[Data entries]
** start **
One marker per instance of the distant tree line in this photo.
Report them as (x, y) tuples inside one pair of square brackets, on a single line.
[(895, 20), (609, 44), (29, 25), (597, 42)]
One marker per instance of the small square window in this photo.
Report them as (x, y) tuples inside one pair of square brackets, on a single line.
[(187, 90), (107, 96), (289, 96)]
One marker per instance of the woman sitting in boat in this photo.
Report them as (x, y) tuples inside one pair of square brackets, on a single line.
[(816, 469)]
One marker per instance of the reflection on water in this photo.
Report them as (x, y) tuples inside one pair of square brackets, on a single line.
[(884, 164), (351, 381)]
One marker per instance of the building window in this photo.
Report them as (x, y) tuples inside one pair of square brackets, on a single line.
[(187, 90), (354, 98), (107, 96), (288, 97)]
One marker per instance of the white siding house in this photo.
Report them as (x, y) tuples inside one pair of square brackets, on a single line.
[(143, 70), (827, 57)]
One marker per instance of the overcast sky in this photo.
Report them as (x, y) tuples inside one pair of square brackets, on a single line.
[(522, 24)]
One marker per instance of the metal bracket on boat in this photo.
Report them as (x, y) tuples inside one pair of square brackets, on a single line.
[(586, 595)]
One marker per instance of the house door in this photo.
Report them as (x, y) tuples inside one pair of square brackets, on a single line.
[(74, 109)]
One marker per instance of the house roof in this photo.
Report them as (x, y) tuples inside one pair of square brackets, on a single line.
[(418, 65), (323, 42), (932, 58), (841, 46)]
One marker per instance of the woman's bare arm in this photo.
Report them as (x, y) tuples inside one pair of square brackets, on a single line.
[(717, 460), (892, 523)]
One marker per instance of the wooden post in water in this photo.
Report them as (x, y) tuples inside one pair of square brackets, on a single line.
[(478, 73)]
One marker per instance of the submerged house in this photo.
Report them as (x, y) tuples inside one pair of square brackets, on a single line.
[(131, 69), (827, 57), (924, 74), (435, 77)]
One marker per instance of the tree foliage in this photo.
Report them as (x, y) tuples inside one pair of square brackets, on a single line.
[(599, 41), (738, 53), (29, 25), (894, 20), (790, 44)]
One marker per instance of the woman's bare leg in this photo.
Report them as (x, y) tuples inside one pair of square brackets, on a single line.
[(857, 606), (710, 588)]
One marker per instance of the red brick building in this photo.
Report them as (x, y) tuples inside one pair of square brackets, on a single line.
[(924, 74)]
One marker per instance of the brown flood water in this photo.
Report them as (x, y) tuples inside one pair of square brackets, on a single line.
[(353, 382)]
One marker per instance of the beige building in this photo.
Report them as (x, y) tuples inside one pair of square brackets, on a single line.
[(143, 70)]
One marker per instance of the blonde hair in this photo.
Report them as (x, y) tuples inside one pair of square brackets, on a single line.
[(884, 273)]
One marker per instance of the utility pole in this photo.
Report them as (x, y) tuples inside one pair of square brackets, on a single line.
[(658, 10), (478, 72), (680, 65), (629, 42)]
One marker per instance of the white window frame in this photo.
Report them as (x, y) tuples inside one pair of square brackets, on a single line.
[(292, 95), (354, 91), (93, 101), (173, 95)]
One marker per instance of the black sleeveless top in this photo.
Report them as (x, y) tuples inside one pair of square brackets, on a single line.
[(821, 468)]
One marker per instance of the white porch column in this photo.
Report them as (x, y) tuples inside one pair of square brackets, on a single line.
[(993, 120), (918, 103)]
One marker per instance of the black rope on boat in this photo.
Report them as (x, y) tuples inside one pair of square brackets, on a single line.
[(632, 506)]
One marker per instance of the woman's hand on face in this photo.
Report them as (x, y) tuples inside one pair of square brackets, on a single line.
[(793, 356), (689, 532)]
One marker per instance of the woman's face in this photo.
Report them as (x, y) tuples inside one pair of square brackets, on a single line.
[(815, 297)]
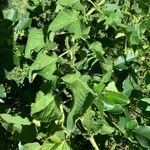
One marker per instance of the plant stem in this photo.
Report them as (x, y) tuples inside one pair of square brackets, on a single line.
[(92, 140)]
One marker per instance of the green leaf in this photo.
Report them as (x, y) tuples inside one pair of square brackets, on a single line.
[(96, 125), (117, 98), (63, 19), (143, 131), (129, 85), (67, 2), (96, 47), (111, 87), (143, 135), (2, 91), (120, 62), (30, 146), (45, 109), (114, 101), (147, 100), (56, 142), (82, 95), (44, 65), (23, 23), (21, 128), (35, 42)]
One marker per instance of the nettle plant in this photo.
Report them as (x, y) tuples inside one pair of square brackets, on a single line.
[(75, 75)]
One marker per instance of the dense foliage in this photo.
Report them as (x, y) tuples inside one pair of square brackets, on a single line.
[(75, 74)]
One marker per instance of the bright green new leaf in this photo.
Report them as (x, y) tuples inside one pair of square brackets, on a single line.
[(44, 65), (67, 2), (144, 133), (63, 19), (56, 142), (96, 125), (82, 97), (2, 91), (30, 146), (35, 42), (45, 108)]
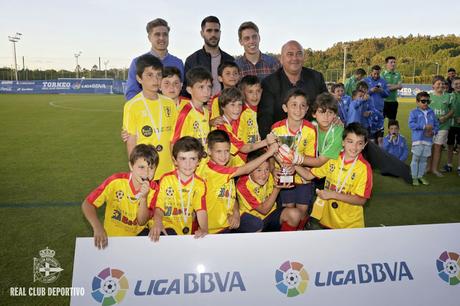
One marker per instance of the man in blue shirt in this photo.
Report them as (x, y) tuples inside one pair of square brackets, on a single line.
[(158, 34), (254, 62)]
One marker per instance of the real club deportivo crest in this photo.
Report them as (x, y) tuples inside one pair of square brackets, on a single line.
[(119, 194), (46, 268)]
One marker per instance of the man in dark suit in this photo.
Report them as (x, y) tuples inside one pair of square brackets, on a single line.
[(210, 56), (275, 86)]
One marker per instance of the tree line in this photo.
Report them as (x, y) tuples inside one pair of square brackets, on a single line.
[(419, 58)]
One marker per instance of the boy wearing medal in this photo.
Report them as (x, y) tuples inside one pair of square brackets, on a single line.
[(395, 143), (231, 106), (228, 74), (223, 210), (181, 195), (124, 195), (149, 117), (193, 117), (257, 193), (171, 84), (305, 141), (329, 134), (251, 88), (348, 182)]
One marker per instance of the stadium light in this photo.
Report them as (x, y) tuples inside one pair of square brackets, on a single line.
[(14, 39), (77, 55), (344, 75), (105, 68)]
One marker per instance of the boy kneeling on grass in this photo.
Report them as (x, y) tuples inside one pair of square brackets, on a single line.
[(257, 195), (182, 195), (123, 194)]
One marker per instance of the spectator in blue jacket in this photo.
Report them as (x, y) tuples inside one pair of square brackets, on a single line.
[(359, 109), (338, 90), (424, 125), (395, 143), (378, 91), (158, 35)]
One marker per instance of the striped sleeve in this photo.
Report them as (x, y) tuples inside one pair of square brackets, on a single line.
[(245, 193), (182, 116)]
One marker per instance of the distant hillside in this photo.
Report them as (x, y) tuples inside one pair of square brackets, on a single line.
** end **
### Exercise objective
Copy out all of the data entries above, word for word, and leave the images out of your copy.

### Solution
One marker per instance of the distant tree line in this photo.
Report them as (x, y) tuples inside one pair of square brackets, on a single line.
[(895, 20), (609, 44), (29, 25), (597, 42)]
One marker per instance of the small square window in this photo.
Report them as (x, y) tuples inside one pair of square brackets, on a single line.
[(187, 90), (107, 96), (289, 96)]
One marker per instance of the woman sitting in boat in this photo.
Report them as (x, y) tuples inside one pair of square brackets, on a single line.
[(816, 469)]
One marker per instance of the reflection on water in this photo.
Report them as (x, y) tuples inside one pair of square brackets, on a single line.
[(884, 164), (351, 381)]
One marker per instance of the building window in this photo.
Report them as (x, y) tuples inside one pair of square brackets, on a single line.
[(187, 90), (354, 98), (107, 96), (288, 97)]
One marker per instance of the white siding house in this photo.
Report them as (x, y) tuples inside one pair of square brackets, on a single line.
[(143, 70), (827, 57)]
One marker per instance of the overcast sky in this photo.
Report them as (x, y) tuples inside one pair of square brackets, on a single line.
[(522, 24)]
One marker per instance of the metal bracket on boat in this photo.
Report them as (x, y) tuples inside one pair of square brackets, on a single line.
[(586, 595)]
One marker per instance of the house door in this photo.
Report them as (x, y) tuples inside one pair of square brackets, on a single line.
[(74, 109)]
One marker per instance of the house roof in this photo.
Report them as (x, y) tuples inside one pair of square brackets, on a single line.
[(418, 65), (323, 42), (932, 58), (841, 46)]
One marker per instance of the woman's bare arm in this photo.
Report them as (x, y) tuples inside one pair of square brackets, on a single line.
[(717, 460), (892, 523)]
One marker per instance of the wooden post in water in this photo.
Report them as (x, y) tuples inside one pair of square brackets, on a single line.
[(478, 73)]
One marker per instance of the submerged house in this photo.
Report them as (x, y) tuples inside one pair of square brackets, on a single line.
[(131, 69), (827, 57), (924, 74), (435, 77)]
One marker per instance of the tree foliage in this photo.
Report them as (x, y) tuples inside one pair of square brackets, on a single line.
[(599, 41), (738, 53), (29, 25), (894, 20), (790, 44)]
One marker per instance of the woman's bare leg in this photo.
Report them as (x, y) tuples inside one pair of square brackets, on a single line.
[(857, 606), (710, 588)]
One marker per instance of the red brick building in this photo.
Report them as (x, y) tuples inside one pair of square brackets, on a single line.
[(924, 74)]
One marker per instance of the brown flood water in this photo.
Report them as (x, y) tuples inside one pair of square brackets, on a single line.
[(353, 382)]
One marker per instance of the beige building in this photo.
Report them as (x, y) tuples inside one pair of square brackets, on a single line.
[(143, 70)]
One marker per instance of the blonde hair in this photo.
Report them as (x, y) tuples inside one pair of square brackets, on a single line.
[(884, 273)]
One marker per instance of the utility pole in this photo.
Report them as (x, y) tuples inside one pair of square brackets, on a single line.
[(658, 10), (478, 72), (680, 65), (629, 42)]
One marker per instance of the white window frame in this photo.
Report them as (x, y) tuples inside one pair of square brackets, on a single line.
[(292, 95), (354, 91), (93, 101), (173, 95)]
One marker per instance of the black sleeveless top in this photo.
Report them as (x, y) tuples inside one pair of square brackets, on a single line.
[(821, 468)]
One marker per instance of the white porch column in this photo.
Report them as (x, y) tuples inside one pair of square brackets, on a single line.
[(993, 120), (918, 103)]
One marker per instance of the black rope on boat in this photo.
Report them as (x, y) tuples inside one pair of square brackets, on a single line.
[(632, 506)]
One marker per instance of the woman's hand on face in this photo.
Report them as (x, y) tuples inside one pair of square brackets, on a single line.
[(793, 356), (689, 532)]
One marker per instance of the woman's face in this photo.
Report them as (x, y) tuples inside one pair of square brackets, on a single line.
[(815, 297)]
One marker per instance of the plant stem in this photo.
Report them as (x, y) tuples inside one pair of square brackets, on a single line.
[(92, 140)]
One marker per instance of the green leaf in this photo.
Report them as (x, y) tuples inside one pair of square brackets, on a single line.
[(96, 125), (117, 98), (63, 19), (143, 131), (129, 85), (67, 2), (96, 47), (111, 87), (143, 135), (2, 91), (120, 62), (30, 146), (45, 109), (114, 101), (147, 100), (56, 142), (82, 95), (44, 65), (23, 23), (21, 128), (35, 42)]
One marker per instance of the nettle plant in this photo.
Report them as (x, y) tuples inside one pair of square brackets, on a single line.
[(75, 75)]
One marker per instance of the dense foliage in this photo.
Report them as (x, y) tuples inside one pair of square brackets, on a single line.
[(75, 74)]
One marker per instance of the bright green new leaf in this photo.
Report them as (x, y) tuples inside one pair of square brackets, on a single line.
[(44, 65), (67, 2), (144, 133), (63, 19), (56, 142), (96, 125), (82, 97), (2, 91), (30, 146), (35, 42), (45, 108)]
One marker per instance of the man in blue shirt in this photo.
Report them as (x, y) tuples inside one pair of square brackets, on a single line.
[(158, 34), (254, 62)]
One marker per instance of the real club deportivo crest in this photo.
Report them as (x, y) tuples inside one pair of square brackets, on a single line.
[(119, 194), (46, 268)]
One marker per instance of the man in dark suit in this photo.
Report them as (x, y) tuples inside one pair of square brackets, on a single line.
[(210, 56), (275, 86)]
One marker per instance of the tree line in this photo.
Report them as (x, y) tuples inside one pair of square brackets, on a single line.
[(419, 58)]
One marker per instance of the boy wearing medal in this photo.
Report them as (x, y) tuples inside one pair of square brackets, on a single line.
[(395, 143), (231, 106), (228, 74), (223, 210), (181, 195), (124, 195), (149, 117), (193, 117), (257, 193), (171, 84), (305, 141), (329, 134), (251, 88), (348, 182)]
One marker per instance of the stadium light in this photo.
Report them as (x, y) tuples inside one pair of square brackets, on a single line.
[(14, 39), (77, 55), (344, 75), (105, 68)]
One marker per instance of the boy kneeling on grass in this photo.
Report them as (x, y) tuples inside one pair of square brackets, on a single line.
[(257, 195), (182, 195), (123, 194)]
One marker per instance of the spectator in blue jacket in this photo.
Report them as (x, y) tuples inside one pair of square brackets, on a single line.
[(359, 109), (338, 90), (424, 125), (395, 143), (378, 91), (158, 35)]
One marker per instance of the striped sleeve in this photo.
Report them as (x, y) tuples inside one pair of square brackets, on a single line.
[(245, 193), (182, 116)]
One marker per instance of the distant hillside in this photo.
Report them as (x, y) tuples inside one pair of square brackets, on a single line.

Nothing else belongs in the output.